__Задание__
Процитируйте дословно отрывок из текста о фильме «Завод», начав со слов «Пока человек продолжает» и закончив словами «этот феномен зрителю.».

__Фрагмент документа__
==============================
Авторский блог Михаил Максуров 22:50 15 февраля 2019

"Завод" Быкова. Без теории - нам смерть!

Пока человек продолжает эксплуатироваться человеком, духовность будет оставаться схоластической химерой в руках буржуазии. 

Современная кинокритика, споткнувшись о феномен Быкова, должна признать свою несостоятельность. Быков в одном из интервью говорит - он не стал «своим» для нашей либеральной «интеллигенции», равно как и для «патриотичных» консерваторов. Виной тому - наша буржуазная критика, которая восхваляет только своих. Виной тому - наша патриотическая критика, которую либеральная сладкая болтовня дезориентировала в пространстве. Эта критика, - ни та, ни другая, - не имеет права называться критикой, если не умеет объяснить Быкову его феномен и преподать этот феномен зрителю.

Но можно ли опрокидывать нашу критику за её недостатки, если мы понимаем, что эта критика - лишь подвид общественного дискурса, и наследует все его недостатки? Можно, и нужно! Ведь хорошая критика прежде всего даёт чистый взгляд на кино. Кино, будучи подгоняемым такой критикой, будет верно отражать реальность, будет формировать таким образом адекватный общественный дискурс. Но всё это ни к чему, если мы станем замалчивать проблемы в критическом цехе, где на смену вдумчивым аналитикам, интересующимся прежде всего самой жизнью, приходят фанфароны, интересующиеся прежде всего собой, своим слогом и бестолковой начитанностью. Иные среди них утверждают, что любят не только себя, но и кино; но если вычесть из этой любви интерес к обществу в его живом развитии, к законам этого развития, такую любовь следует обличить как некрофилию, сопровождаемую бесстыдным интеллектуальным онанизмом.

Рассматривать «Завод» как жанровое кино, уличая режиссёра в жанровом непрофессионализме - означает не понимать самую сущность профессии кинематографиста. Не замечается то, что показывает Быков, обмусоливается лишь то, как он это делает. Очевидно, что обсуждать второе, то есть форму, бессмысленно без понимания первого, то есть предмета. Предметом кино является сама жизнь и конкретно - человек, но вместо этого в центр обсуждения ставится даже не профессионализм Быкова (ибо он заключается в раскрытии предмета, к которому профессионализм применён), но лишь пустое самолюбование критика, который с высоты своей профессиональной образованности объясняет нам почему он понимает в кино больше, чем режиссёр Быков.

Рассматривать работу Быкова следует с позиции предмета, поэтому если критика фильма «Завод» не затрагивает понятия классовой борьбы, и не объясняет зрителю каким образом Быков это понятие раскрывает - это не критика по существу.
==============================
__Исходные данные__

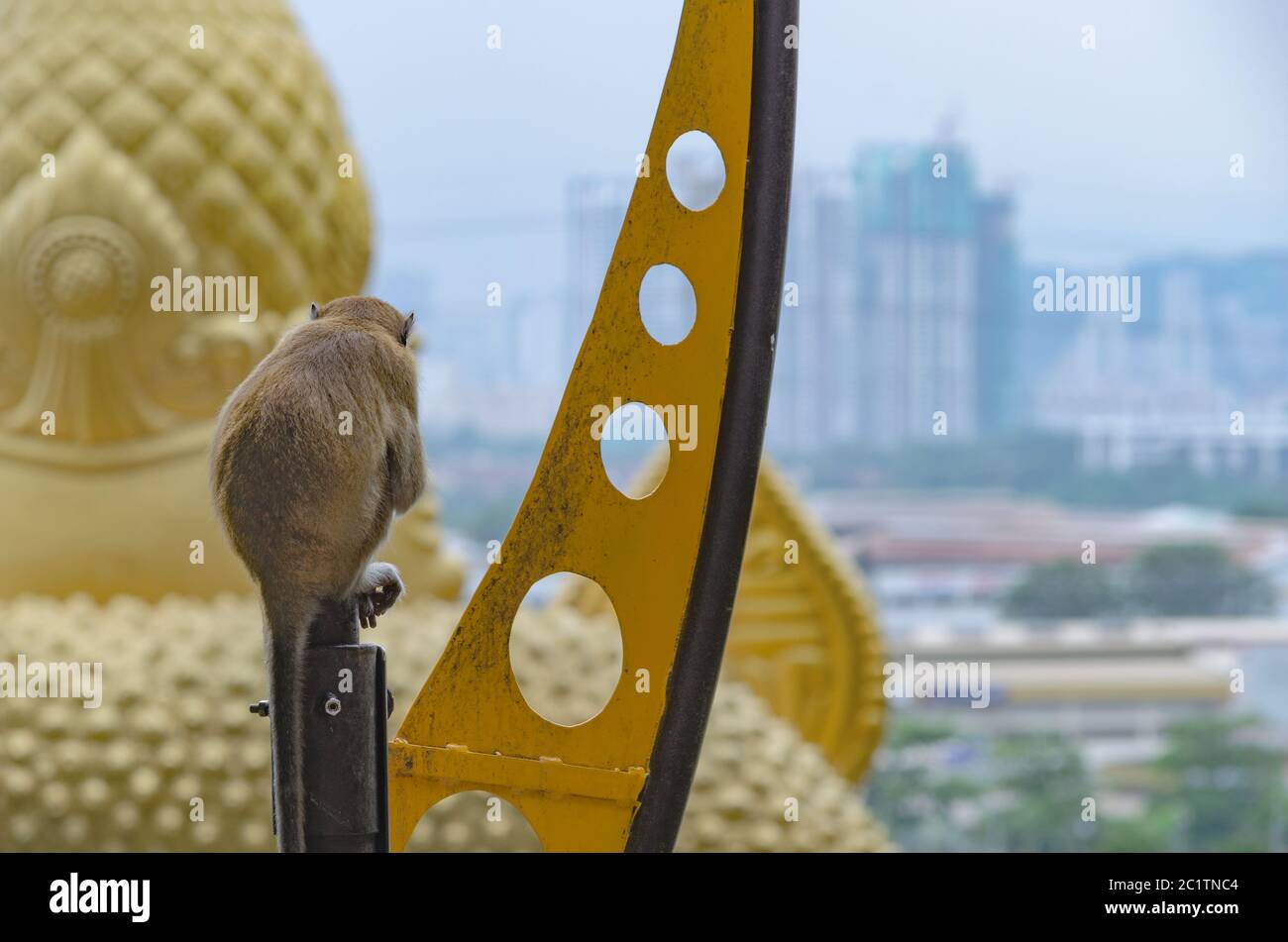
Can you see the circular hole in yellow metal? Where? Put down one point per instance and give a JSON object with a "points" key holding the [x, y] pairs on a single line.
{"points": [[695, 167], [566, 649], [634, 443], [471, 821], [668, 305]]}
==============================
__Полный ответ__
Пока человек продолжает эксплуатироваться человеком, духовность будет оставаться схоластической химерой в руках буржуазии. 

Современная кинокритика, споткнувшись о феномен Быкова, должна признать свою несостоятельность. Быков в одном из интервью говорит - он не стал «своим» для нашей либеральной «интеллигенции», равно как и для «патриотичных» консерваторов. Виной тому - наша буржуазная критика, которая восхваляет только своих. Виной тому - наша патриотическая критика, которую либеральная сладкая болтовня дезориентировала в пространстве. Эта критика, - ни та, ни другая, - не имеет права называться критикой, если не умеет объяснить Быкову его феномен и преподать этот феномен зрителю.